Texte à lire
◇ ◇ ◇ ◇ ◇ ◇ ◇
Parallèlement, la bourgeoisie a constamment joué des rivalités entre prolétaires sédentarisés de force depuis le Moyen âge et nouveaux arrivants. Au début du XXe siècle, des grèves et des bagarres étaient courantes en milieu ouvrier, non par la théorie raciste intemporelle de la gauche caviar et de ses succédanés œufs de lump gauchiste, mais pour s’opposer à des concurrents qui faisaient baisser les salaires. L’hostilité et le long mépris persistant pour les femmes tenues à l’écart de la vie politique étaient du même ordre. Les femmes furent prolétarisées par devers les prolétaires masculins, enrégimentées en usine massivement dans les conditions de la guerre mondiale pour suppléer au fort taux de massacres masculins.

La fin des colonies n’a signifié ni développement de l’industrie dans les pays périphériques ni volonté d’éradiquer la pauvreté des zones féodales maintenues. Le maintien de la pauvreté dans les anciennes colonies, avec une jeune bourgeoisie qui s’arrogea par endroit à son tour le pillage des réserves naturelles, constitue depuis lors une réserve inépuisable de main d’œuvre, qui, devint cependant inflationniste. L’immense armée de réserve moderne est caractérisée implicitement comme « bouches inutiles ». Cette idée reçue qui exempte de toute responsabilité le capitalisme dans son maintien « involontaire » du « fléau » des inégalités et de la misère absolue, trouve son pendant et son appui dans la théorie gauchiste radotée depuis un demi-siècle, les minorités opprimées considérées comme avant-garde:

« Par le passé comme aujourd’hui, les migrants et les minorités ont souvent été à l’avant-garde des luttes contre les injustices. Au cœur de l’expérience migratoire, il y a la question sociale et les migrants représentent dans une certaine mesure un prolétariat mondial en mouvement. Dans ce sens, les migrations peuvent être interprétées comme une forme de « mouvement social pour la justice sociale mondiale » (Jordan & Düvell, 2003) (p.18).
◇ ◇ ◇ ◇ ◇ ◇ ◇
Entrées de pointage d'objets nommés:
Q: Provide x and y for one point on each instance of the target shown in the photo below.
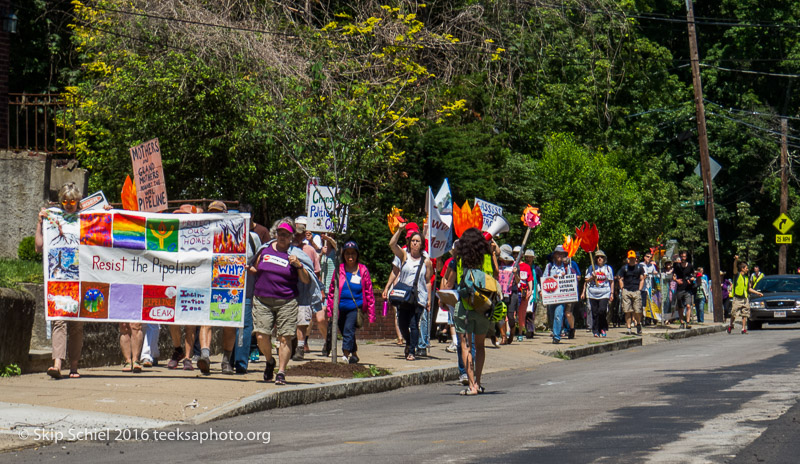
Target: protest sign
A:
(438, 234)
(94, 202)
(559, 289)
(320, 203)
(120, 266)
(151, 191)
(489, 211)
◇ ◇ ◇ ◇ ◇ ◇ ◇
Consignes de travail
**1)** Selon le texte à lire, pour quelle raison les grèves et les bagarres étaient-elles courantes en milieu ouvrier au début du XXe siècle ?
**2)** Reproduisez le passage du texte à lire qui s'ouvre sur les mots « Parallèlement, la bourgeoisie » et se clôt sur « de massacres masculins. ».

Résultats des tâches
**1)** Pour s'opposer à des concurrents qui faisaient baisser les salaires.

**2)**
Parallèlement, la bourgeoisie a constamment joué des rivalités entre prolétaires sédentarisés de force depuis le Moyen âge et nouveaux arrivants. Au début du XXe siècle, des grèves et des bagarres étaient courantes en milieu ouvrier, non par la théorie raciste intemporelle de la gauche caviar et de ses succédanés œufs de lump gauchiste, mais pour s’opposer à des concurrents qui faisaient baisser les salaires. L’hostilité et le long mépris persistant pour les femmes tenues à l’écart de la vie politique étaient du même ordre. Les femmes furent prolétarisées par devers les prolétaires masculins, enrégimentées en usine massivement dans les conditions de la guerre mondiale pour suppléer au fort taux de massacres masculins.